■ Given exercise: Please print all of the material below, word for word.

(Excerpts of location labeling data)

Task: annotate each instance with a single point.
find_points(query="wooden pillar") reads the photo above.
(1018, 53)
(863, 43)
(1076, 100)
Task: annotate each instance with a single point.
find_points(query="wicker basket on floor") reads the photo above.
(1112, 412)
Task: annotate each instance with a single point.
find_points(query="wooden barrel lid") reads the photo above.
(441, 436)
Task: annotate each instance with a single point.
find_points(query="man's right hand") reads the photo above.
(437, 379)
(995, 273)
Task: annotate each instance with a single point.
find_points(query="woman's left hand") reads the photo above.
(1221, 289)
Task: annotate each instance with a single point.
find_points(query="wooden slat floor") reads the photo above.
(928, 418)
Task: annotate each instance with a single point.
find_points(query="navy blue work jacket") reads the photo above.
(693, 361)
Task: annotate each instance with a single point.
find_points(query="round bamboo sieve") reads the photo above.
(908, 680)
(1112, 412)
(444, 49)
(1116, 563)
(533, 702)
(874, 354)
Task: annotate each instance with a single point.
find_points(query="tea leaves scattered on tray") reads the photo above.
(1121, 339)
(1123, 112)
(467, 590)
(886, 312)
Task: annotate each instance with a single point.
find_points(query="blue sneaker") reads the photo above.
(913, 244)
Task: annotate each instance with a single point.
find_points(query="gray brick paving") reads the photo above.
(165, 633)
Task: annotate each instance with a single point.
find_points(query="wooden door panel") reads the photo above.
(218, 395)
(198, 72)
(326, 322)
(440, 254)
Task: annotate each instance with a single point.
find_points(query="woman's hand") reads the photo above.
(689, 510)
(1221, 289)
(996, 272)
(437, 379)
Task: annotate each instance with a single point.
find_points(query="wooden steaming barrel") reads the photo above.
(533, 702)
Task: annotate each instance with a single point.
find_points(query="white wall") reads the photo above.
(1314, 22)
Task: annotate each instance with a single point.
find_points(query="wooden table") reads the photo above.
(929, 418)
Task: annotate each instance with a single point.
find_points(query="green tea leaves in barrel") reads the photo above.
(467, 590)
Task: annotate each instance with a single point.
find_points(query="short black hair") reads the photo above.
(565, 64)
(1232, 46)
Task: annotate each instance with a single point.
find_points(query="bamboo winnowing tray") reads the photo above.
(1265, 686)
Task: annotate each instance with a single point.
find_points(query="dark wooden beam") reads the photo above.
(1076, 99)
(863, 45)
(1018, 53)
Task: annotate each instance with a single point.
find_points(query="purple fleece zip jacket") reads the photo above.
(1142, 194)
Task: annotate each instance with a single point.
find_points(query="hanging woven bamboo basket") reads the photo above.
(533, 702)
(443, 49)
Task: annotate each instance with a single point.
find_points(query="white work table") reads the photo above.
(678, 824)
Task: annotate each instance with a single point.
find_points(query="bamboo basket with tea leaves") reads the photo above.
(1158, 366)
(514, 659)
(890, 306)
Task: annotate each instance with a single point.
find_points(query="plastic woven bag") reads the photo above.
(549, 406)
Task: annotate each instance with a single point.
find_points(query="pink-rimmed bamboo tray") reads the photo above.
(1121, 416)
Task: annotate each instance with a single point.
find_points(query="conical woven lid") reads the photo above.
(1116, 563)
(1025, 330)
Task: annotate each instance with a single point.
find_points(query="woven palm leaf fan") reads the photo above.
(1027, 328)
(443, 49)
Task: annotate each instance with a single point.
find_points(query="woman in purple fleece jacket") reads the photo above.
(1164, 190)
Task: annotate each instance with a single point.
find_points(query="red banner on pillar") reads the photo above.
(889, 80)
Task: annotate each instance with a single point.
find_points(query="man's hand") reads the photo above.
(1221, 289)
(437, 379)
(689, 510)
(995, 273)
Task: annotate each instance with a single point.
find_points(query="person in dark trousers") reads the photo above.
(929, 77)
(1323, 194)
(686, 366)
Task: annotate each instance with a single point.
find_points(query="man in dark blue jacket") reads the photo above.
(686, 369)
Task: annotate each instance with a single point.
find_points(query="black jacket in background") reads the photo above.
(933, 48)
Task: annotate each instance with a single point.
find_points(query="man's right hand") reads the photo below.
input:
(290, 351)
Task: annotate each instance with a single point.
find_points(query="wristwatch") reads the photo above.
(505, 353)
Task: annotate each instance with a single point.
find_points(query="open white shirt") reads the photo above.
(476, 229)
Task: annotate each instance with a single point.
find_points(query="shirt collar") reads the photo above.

■ Written response:
Task: annotate each instance with a single point.
find_points(query="wooden pillar") reads the photo above.
(1018, 53)
(863, 43)
(1076, 100)
Task: annotate each instance with a single point.
find_points(query="wicker basket on floor") reads the photo above.
(1112, 412)
Task: annotate each instance with a single point.
find_points(query="wooden barrel lid") reads the photo above.
(441, 436)
Task: annotate each instance with a single point.
find_points(query="man's right hand") reads the photo above.
(437, 379)
(995, 273)
Task: annotate each instance with a single point.
find_points(query="woman's left hand") reads the photo above.
(1221, 289)
Task: annotate each instance with a single point.
find_points(query="wooden slat floor") reads the photo above.
(928, 418)
Task: annotate each instance with a single point.
find_points(query="navy blue work jacket") reads the photo above.
(693, 361)
Task: annotate each instance with a single point.
find_points(query="round bamboo sieve") reads the photo above.
(908, 680)
(1112, 412)
(444, 49)
(1116, 563)
(533, 702)
(874, 354)
Task: annotate each instance with a single point.
find_points(query="tea leaves scattered on tray") reads the photo above.
(1121, 339)
(1123, 112)
(467, 590)
(886, 312)
Task: annotate each instance with a single point.
find_points(query="blue sneaker") reads the photo above.
(913, 244)
Task: annotate each instance with a single point.
find_points(query="gray brick paving") reads the photo above.
(165, 633)
Task: annotate each instance with a single point.
find_points(query="wooden door panel") reads the photo above.
(218, 395)
(198, 72)
(326, 322)
(440, 254)
Task: annotate each instance with a single point.
find_points(query="woman's hand") reads the photo above.
(689, 510)
(1221, 289)
(996, 272)
(437, 379)
Task: annotate each instance with a single point.
find_points(query="wooden steaming barrel") reads the photo above.
(533, 702)
Task: annotate each instance with a single point.
find_points(query="white wall") reads the photo above.
(1314, 22)
Task: annotate each instance with a single point.
find_points(query="wooden table") reads the photo above.
(929, 418)
Task: annotate each instance with a single point.
find_points(query="green tea leaves in barrel") reads the photo above.
(467, 590)
Task: annotate each instance with a single point.
find_points(query="short black hair") reads the photo above.
(565, 64)
(1232, 46)
Task: annotate each instance with a single point.
find_points(query="bamboo winnowing tray") reads the photo above.
(1265, 686)
Task: annotate each instance with a single point.
find_points(query="dark wooden beam") reads the photo above.
(1076, 99)
(863, 45)
(1018, 53)
Task: annotate each instance with a single point.
find_points(query="purple fleece zip jacket") reads the photo above.
(1142, 194)
Task: annotate each instance with a single point.
find_points(query="hanging woven bamboo basket") reads the photo above.
(533, 702)
(443, 49)
Task: annotate each instance with a single point.
find_points(query="white work table") reads the photo above.
(678, 824)
Task: annotate each instance with a single point.
find_points(query="bamboo basket with tea leaves") reads the photo above.
(1158, 366)
(514, 659)
(890, 306)
Task: annotate each instance with a single point.
find_points(query="plastic woven bag") reads the photo above.
(549, 406)
Task: annotate each instance with a single point.
find_points(query="pink-rimmed bamboo tray") reads the photo above.
(1121, 416)
Task: annotate each instance with a single point.
find_points(query="conical woven lid") reads the photo above.
(1116, 563)
(1025, 330)
Task: annotate each instance with a single point.
find_points(query="woven palm leaf fan") reads the photo above.
(1027, 328)
(443, 49)
Task: annotate each instance with a single point.
find_points(query="woman in purple fleece jacket") reads the photo above.
(1164, 190)
Task: annotate each instance with a single point.
find_points(query="red banner on pillar") reads the photo above.
(889, 80)
Task: annotate each instance with a single point.
find_points(query="man's hand") reads the photo above.
(1221, 289)
(437, 379)
(689, 510)
(995, 273)
Task: annotate each instance with a single point.
find_points(query="person in dark trousers") reads the photo above.
(929, 77)
(1323, 194)
(686, 366)
Task: annotate each instance with a single point.
find_points(query="man in dark blue jacket") reads the photo above.
(686, 369)
Task: annotate each instance with a single point.
find_points(query="black jacket in background") reads the photo above.
(933, 48)
Task: annotate each instance with a single point.
find_points(query="man's right hand") reads the photo below.
input:
(290, 351)
Task: annotate each instance with a single point.
find_points(query="wristwatch") reads the photo above.
(505, 353)
Task: annotate each instance with a single point.
find_points(query="open white shirt") reads the photo above.
(476, 229)
Task: annotate each instance with a single point.
find_points(query="shirt collar") reads the photo above.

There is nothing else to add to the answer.